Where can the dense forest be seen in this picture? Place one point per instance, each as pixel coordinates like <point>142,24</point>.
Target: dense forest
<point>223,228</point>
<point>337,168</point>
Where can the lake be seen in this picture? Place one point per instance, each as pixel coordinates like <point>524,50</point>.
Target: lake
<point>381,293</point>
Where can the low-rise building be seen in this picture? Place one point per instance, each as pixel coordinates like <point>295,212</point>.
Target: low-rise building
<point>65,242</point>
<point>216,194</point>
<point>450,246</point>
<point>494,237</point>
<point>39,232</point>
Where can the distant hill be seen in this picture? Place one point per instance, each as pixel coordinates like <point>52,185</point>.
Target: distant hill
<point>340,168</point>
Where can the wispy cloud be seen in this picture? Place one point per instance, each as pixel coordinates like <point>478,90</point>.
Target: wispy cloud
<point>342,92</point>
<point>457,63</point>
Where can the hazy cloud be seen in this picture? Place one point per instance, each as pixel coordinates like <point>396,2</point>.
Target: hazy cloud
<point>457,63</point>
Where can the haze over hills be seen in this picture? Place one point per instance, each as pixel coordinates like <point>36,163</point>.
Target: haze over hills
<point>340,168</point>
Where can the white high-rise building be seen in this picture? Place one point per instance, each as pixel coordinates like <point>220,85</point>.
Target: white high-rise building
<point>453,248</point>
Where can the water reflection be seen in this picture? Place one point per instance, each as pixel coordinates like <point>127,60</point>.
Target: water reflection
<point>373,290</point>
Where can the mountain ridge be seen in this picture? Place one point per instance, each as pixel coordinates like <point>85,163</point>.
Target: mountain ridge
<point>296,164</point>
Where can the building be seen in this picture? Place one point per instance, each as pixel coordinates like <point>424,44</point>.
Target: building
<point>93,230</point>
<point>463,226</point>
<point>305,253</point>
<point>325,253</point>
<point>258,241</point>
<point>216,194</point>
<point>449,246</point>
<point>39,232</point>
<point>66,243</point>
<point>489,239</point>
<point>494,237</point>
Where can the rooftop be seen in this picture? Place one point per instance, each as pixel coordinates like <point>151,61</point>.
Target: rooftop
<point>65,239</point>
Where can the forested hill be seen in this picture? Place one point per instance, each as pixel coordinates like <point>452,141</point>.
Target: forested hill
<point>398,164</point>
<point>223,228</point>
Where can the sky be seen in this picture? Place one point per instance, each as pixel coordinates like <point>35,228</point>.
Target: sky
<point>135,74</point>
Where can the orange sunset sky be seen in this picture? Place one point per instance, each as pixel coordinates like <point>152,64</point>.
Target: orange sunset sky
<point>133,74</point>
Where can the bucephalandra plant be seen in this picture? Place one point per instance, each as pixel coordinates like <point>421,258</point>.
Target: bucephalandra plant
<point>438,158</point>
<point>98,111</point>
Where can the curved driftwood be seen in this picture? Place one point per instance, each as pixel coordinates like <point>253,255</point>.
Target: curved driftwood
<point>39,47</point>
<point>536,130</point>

━━━

__Work instructions__:
Reproduce every one of the records above, swapping each "instance" for "occurrence" and leaving everything else as it is.

__Answer to the exercise__:
Where can the dense forest be seen in this picture? Place one point per occurrence, each as pixel coordinates like <point>142,24</point>.
Target: dense forest
<point>223,228</point>
<point>337,168</point>
Where can the lake be seen in this picture? Place one point per occurrence, each as pixel coordinates like <point>524,50</point>.
Target: lake
<point>381,293</point>
Where can the low-rise building be seen in this picture? Place one point per occurrence, each as pixel coordinates like <point>295,212</point>.
Target: low-rise building
<point>65,242</point>
<point>216,194</point>
<point>450,246</point>
<point>494,237</point>
<point>39,232</point>
Where can the distant hill be seen in this picture? Place one point per occurrence, each as pixel coordinates like <point>52,185</point>.
Target: distant hill
<point>340,168</point>
Where can the wispy cloud be seen in this picture? Place one point per occurrence, each as pixel coordinates like <point>478,90</point>.
Target: wispy cloud
<point>342,92</point>
<point>457,63</point>
Where can the hazy cloud be seen in this picture? Place one point per occurrence, each as pixel coordinates like <point>396,2</point>.
Target: hazy cloud
<point>457,63</point>
Where can the haze over hills be seen in this picture? Place one point per occurrence, each as pixel coordinates like <point>36,163</point>.
Target: haze over hills
<point>340,168</point>
Where can the white high-rise building be seen in this picture? Place one point per occurrence, each as pixel coordinates like <point>220,85</point>.
Target: white high-rise building
<point>453,248</point>
Where can the water reflection be seen in this picture? Place one point per occurrence, each as pixel coordinates like <point>127,60</point>.
Target: water reflection
<point>373,290</point>
Where can the mountain ridge be seen in this picture? Place one point per occurrence, each as pixel coordinates like <point>85,163</point>.
Target: mountain ridge
<point>296,164</point>
Where can the building be seen in this picture? Place one point per occurrence, each as pixel coordinates like <point>424,44</point>.
Target: building
<point>93,230</point>
<point>463,226</point>
<point>305,253</point>
<point>325,253</point>
<point>258,241</point>
<point>216,194</point>
<point>449,246</point>
<point>39,232</point>
<point>66,243</point>
<point>489,239</point>
<point>494,237</point>
Where can the rooftop be seen in this picture? Place one point per occurrence, each as pixel coordinates like <point>151,61</point>.
Target: rooftop
<point>65,239</point>
Where can the forested hill be seen in this picture? Place one point per occurrence, each as pixel coordinates like <point>452,141</point>.
Target: forested hill
<point>398,164</point>
<point>223,228</point>
Where can the sky be seen in this picture? Place one point per occurrence, each as pixel coordinates like <point>35,228</point>.
Target: sky
<point>135,74</point>
Where can the orange sunset sky be seen in this picture? Place one point per occurrence, each as pixel coordinates like <point>152,64</point>.
Target: orange sunset sky
<point>133,74</point>
Where can the bucephalandra plant be seen in this picture? Place one point per occurrence, each as pixel coordinates like <point>421,258</point>.
Target: bucephalandra plant
<point>438,158</point>
<point>98,111</point>
Where can the curved driftwood be seen in this picture? Place one point per occurrence, each as pixel coordinates like <point>253,255</point>.
Target: curved driftwood
<point>39,47</point>
<point>536,130</point>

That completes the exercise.